### [WHAT IS EXPECTED]
Reproduce the passage on private hospital admission word for word, in full.

### [TEXT PASSAGE]

What is the process when one needs to be admitted to a hospital here? Whether it be an emergency or a ‘planned surgery’? Today we will talk about being admitted to a private hospital in the area. Being admitted to a public hospital is a bit different and we can cover that in another article.
It is important that one carries with them a list of medications they take, emergency contact information, medication allergies and copy of ID.
Upon admission, if one has insurance, insurance card/information needs to be given. The admitting department will contact the insurance company to open a case. Hopefully, it is an insurance that will respond quickly with what is called a ‘guarantee of payment’ (GOP) which will state that yes, the person has coverage and the company will pay directly to the hospital. This GOP will also state if the patient has a deductible or co-pay and said patient will be responsible for this portion. In most cases, even if the patient has insurance, a deposit will be required. This is like opening a bar tab. For those with insurance, once the GOP is received the deposit is canceled. Of course, a deposit can be paid via credit card. The amount of the deposit (especially if one does not have insurance) will be based on the admitting diagnosis. For example, if someone is being admitted for a heart attack, going to the Intensive Care Unit the deposit required will be substantially higher than if someone is being admitted for dehydration and the patient is going to a regular room (not the ICU). Most hospitals will work with the patient/patient family on the deposit. Perhaps monies need to be transferred from the US/Canada or family members need to be contacted for assistance. If, after a specific amount of time, all resources have been exhausted and the patient has no funds, then the patient will need to be transferred to the Regional Hospital (public hospital). This is a topic for another day (public versus private system).

### [GIVEN INFORMATION]

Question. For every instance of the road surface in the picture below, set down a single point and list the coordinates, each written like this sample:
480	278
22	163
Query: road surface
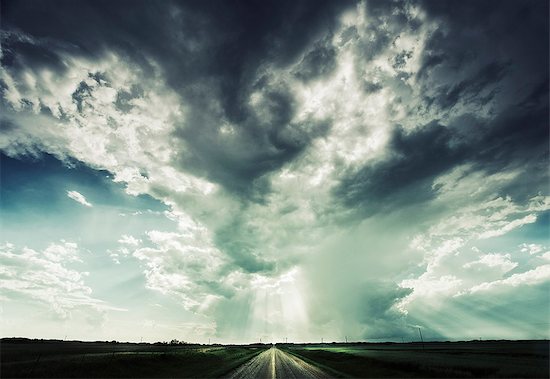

### [ANSWER SPACE]
What is the process when one needs to be admitted to a hospital here? Whether it be an emergency or a ‘planned surgery’? Today we will talk about being admitted to a private hospital in the area. Being admitted to a public hospital is a bit different and we can cover that in another article.
It is important that one carries with them a list of medications they take, emergency contact information, medication allergies and copy of ID.
Upon admission, if one has insurance, insurance card/information needs to be given. The admitting department will contact the insurance company to open a case. Hopefully, it is an insurance that will respond quickly with what is called a ‘guarantee of payment’ (GOP) which will state that yes, the person has coverage and the company will pay directly to the hospital. This GOP will also state if the patient has a deductible or co-pay and said patient will be responsible for this portion. In most cases, even if the patient has insurance, a deposit will be required. This is like opening a bar tab. For those with insurance, once the GOP is received the deposit is canceled. Of course, a deposit can be paid via credit card. The amount of the deposit (especially if one does not have insurance) will be based on the admitting diagnosis. For example, if someone is being admitted for a heart attack, going to the Intensive Care Unit the deposit required will be substantially higher than if someone is being admitted for dehydration and the patient is going to a regular room (not the ICU). Most hospitals will work with the patient/patient family on the deposit. Perhaps monies need to be transferred from the US/Canada or family members need to be contacted for assistance. If, after a specific amount of time, all resources have been exhausted and the patient has no funds, then the patient will need to be transferred to the Regional Hospital (public hospital). This is a topic for another day (public versus private system).